→ **Prompt 1**: From the dCache chapter, reproduce word for word the part that opens with the words containing "5.1 dCache-Native dCap" and closes with "for usage information.".

→ **Provided passage**:
+---+

Chapter 5: Using the dCache to Copy Files to/from Enstore

Whenever a client application needs to talk to the dCache, it has to choose an appropriate door into the system. For each door, there are corresponding utilities for copying files back and forth between your machine and your /pnfs/storage-group area on the machine running dCache. We describe how to use the supported utilities in this chapter.

Currently (November 2003), there are four Fermilab dCache server nodes, three corresponding to Enstore installations (FNDCA, CDFDCA), and CMSDCA for CMS. Each dCache server may have multiple doors, thus allowing a variety of access methods. Each door is limited to about 50 simultaneous transfers; more doors can be added as needed. The dCache supports Kerberos V5 for FTP, the dCache native dCap C-API, and GSI FTP.

[spacer]

The dCache server node and the ports documented in this section are subject to change. You can always find the current configuration from the web page http://www-isd.fnal.gov/enstore/dcache_user_guide.html.1

5.1 dCache-Native dCap

[spacer]

DCap is a dCache-native access protocol. The dCap client, dccp, is available in KITS at ftp://fnkits.fnal.gov/products/dcap/. The libdcap library provides POSIX-like open, create, read, write and lseek functions to the dCache storage. In addition there are some specific functions for setting debug level, getting error messages, and binding the library to a network interface. See http://www-dcache.desy.de/manuals/libdcap.html for usage information.

+---+

→ **Extracted material**:
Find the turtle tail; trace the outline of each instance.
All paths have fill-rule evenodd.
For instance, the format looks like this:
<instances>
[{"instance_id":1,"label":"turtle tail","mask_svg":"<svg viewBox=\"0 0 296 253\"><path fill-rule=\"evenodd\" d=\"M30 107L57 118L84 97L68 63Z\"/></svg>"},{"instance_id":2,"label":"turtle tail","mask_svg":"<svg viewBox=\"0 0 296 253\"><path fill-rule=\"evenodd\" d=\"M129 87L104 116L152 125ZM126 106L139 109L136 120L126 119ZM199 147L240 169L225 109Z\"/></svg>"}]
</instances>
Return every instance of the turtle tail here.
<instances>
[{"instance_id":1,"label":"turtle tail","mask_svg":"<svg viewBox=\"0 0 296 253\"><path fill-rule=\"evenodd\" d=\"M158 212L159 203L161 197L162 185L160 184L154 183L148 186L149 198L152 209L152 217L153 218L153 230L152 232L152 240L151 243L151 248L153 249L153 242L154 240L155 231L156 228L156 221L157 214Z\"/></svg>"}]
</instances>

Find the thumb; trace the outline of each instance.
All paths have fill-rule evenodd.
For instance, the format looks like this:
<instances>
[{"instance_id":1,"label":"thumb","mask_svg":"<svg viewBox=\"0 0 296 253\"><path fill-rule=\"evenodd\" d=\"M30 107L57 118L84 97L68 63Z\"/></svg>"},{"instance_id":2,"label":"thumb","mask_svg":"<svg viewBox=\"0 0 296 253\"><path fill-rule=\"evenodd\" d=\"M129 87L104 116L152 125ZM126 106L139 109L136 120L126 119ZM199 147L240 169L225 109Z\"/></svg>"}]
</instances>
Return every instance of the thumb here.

+---+

→ **Prompt 2**: Rewrite all of the records above, substituting "draw the boundary" for each occurrence of "trace the outline" and keeping everything else identical.

→ **Response 1**:
5.1 dCache-Native dCap

[spacer]

DCap is a dCache-native access protocol. The dCap client, dccp, is available in KITS at ftp://fnkits.fnal.gov/products/dcap/. The libdcap library provides POSIX-like open, create, read, write and lseek functions to the dCache storage. In addition there are some specific functions for setting debug level, getting error messages, and binding the library to a network interface. See http://www-dcache.desy.de/manuals/libdcap.html for usage information.

→ **Response 2**:
Find the turtle tail; draw the boundary of each instance.
All paths have fill-rule evenodd.
For instance, the format looks like this:
<instances>
[{"instance_id":1,"label":"turtle tail","mask_svg":"<svg viewBox=\"0 0 296 253\"><path fill-rule=\"evenodd\" d=\"M30 107L57 118L84 97L68 63Z\"/></svg>"},{"instance_id":2,"label":"turtle tail","mask_svg":"<svg viewBox=\"0 0 296 253\"><path fill-rule=\"evenodd\" d=\"M129 87L104 116L152 125ZM126 106L139 109L136 120L126 119ZM199 147L240 169L225 109Z\"/></svg>"}]
</instances>
Return every instance of the turtle tail here.
<instances>
[{"instance_id":1,"label":"turtle tail","mask_svg":"<svg viewBox=\"0 0 296 253\"><path fill-rule=\"evenodd\" d=\"M158 212L159 203L161 197L162 185L160 184L154 183L148 186L149 198L152 209L152 217L153 218L153 230L152 232L152 240L151 243L151 248L153 249L153 242L154 240L155 231L156 228L156 221L157 214Z\"/></svg>"}]
</instances>

Find the thumb; draw the boundary of each instance.
All paths have fill-rule evenodd.
For instance, the format looks like this:
<instances>
[{"instance_id":1,"label":"thumb","mask_svg":"<svg viewBox=\"0 0 296 253\"><path fill-rule=\"evenodd\" d=\"M30 107L57 118L84 97L68 63Z\"/></svg>"},{"instance_id":2,"label":"thumb","mask_svg":"<svg viewBox=\"0 0 296 253\"><path fill-rule=\"evenodd\" d=\"M129 87L104 116L152 125ZM126 106L139 109L136 120L126 119ZM199 147L240 169L225 109Z\"/></svg>"}]
</instances>
Return every instance of the thumb here.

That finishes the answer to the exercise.